> [EXERCÍCIO]: Como você daria seguimento ao texto sobre o sacerdócio universal dos crentes, começando logo depois da última frase dele?

> [TRECHO DO DOCUMENTO]:
-*-*-

O SACERDÓCIO UNIVERSAL DOS CRENTES
Um dos aspectos mais importantes da obra de Wesley foi a
reapropriação da doutrina do sacerdócio universal dos crentes. Além disso,
ele fez uma aplicação mais larga do que aquela feita por Lutero. Como
exemplos disso, citam-se a pregação de leigos e o trabalho da mulher.
Durante os primeiros anos do movimento, seus principais
pregadores foram os irmãos João e Carlos Wesley. Thomas Maxfield havia se
convertido por meio da pregação de João Wesley em Bristol e se ofereceu
para ajudá-lo da maneira que este designasse. Certa ocasião, estando Wesley
ausente de Londres, Maxfield começou a pregar na Fundição, algo quase
inédito naquele tempo. Ao saber da irregularidade, Wesley voltou a Londres
às pressas para proibir tal aberração. Todavia, ouvindo a pregação do
jovem, exclamou: “É do Senhor! Seja feita a vontade dele!” Depois disso, já
aberto à ideia da pregação leiga, ele estabeleceu uma série de critérios a
que qualquer leigo tinha de atender para ser autorizado a pregar. A pessoa
precisava ter:
(1) graça — experiência da justificação pela fé, por meio
da graça de Deus;
(2) dom — capacidade de transmitir a outros o plano divino
da salvação;
(3) frutos — pessoas arrependidas, testemunhando ter
passado da morte espiritual para a vida por meio da sua pregação.

-*-*-

> [DADOS FORNECIDOS]:
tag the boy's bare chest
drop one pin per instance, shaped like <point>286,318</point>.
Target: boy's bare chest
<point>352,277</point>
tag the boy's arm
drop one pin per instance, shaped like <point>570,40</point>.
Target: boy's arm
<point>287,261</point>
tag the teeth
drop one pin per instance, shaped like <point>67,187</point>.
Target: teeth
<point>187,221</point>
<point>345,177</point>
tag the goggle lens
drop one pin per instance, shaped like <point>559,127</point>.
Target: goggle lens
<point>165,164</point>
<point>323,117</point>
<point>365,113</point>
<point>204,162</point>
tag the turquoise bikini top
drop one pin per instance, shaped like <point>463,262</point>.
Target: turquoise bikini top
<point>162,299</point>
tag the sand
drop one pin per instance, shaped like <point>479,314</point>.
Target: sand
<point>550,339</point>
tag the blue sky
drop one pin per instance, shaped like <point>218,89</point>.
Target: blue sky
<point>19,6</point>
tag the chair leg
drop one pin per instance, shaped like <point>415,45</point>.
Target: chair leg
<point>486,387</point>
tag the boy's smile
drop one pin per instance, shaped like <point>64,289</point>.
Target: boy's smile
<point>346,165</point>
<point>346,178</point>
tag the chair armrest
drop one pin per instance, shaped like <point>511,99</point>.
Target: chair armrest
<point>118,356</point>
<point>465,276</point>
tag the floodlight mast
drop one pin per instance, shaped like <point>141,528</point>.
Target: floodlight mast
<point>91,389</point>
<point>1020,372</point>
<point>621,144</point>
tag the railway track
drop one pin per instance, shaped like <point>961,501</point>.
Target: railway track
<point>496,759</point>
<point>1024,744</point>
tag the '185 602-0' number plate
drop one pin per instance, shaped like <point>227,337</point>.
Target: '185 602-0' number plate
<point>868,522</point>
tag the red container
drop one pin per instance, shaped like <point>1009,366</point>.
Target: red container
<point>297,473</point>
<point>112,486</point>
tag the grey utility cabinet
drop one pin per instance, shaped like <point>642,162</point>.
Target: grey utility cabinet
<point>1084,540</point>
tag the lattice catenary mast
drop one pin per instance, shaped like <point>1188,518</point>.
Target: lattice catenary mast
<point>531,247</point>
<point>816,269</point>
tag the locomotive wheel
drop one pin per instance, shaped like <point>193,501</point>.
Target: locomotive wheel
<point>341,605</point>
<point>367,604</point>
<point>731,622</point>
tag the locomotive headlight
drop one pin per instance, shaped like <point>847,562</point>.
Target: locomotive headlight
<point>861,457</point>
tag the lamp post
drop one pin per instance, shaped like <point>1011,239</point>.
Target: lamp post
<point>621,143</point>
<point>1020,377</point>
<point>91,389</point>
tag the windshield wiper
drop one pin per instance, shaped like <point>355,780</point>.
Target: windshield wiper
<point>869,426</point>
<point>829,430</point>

-*-*-

> [RESPOSTA]:
Se o jovem atendesse a estas condições básicas, ele era
arrolado como pregador em experiência e começava o seu preparo
intelectual, principalmente pela leitura. Wesley preparou para
os pregadores leigos cinquenta tomos massudos de matéria teológica, desde
os pais apostólicos até teólogos do século XVIII.
A vocação e prontidão dos pregadores leigos em servir como
“filhos no evangelho” eram condições consideradas sine qua non por Wesley. Mas eles não precisavam passar longos anos
na universidade. Logo depois de serem licenciados para pregar, eles
entravam em atividade. Eram homens do povo, o que facilitava a sua
comunicação com as massas inglesas. Portanto, é fácil perceber como a pregação leiga
foi um fator importantíssimo no alastramento do metodismo.
Dois dias depois de começar a pregação ao ar livre, Wesley
começou a incluir a mulher no quadro dos seus colaboradores. Nos agrupamentos
promovidos para o alcance dos alvos do movimento, havia uma liderança
feminina para as mulheres. Além disso, as mulheres ensinavam nas escolas e
orfanatos do movimento, bem como em outras obras de caridade. Foi uma
mulher (Ana Ball) que fundou a Escola Dominical em High Wycombe em 1769,
onze anos antes das escolas de Roberto Raikes, o fundador oficial da
Escola Bíblica Dominical.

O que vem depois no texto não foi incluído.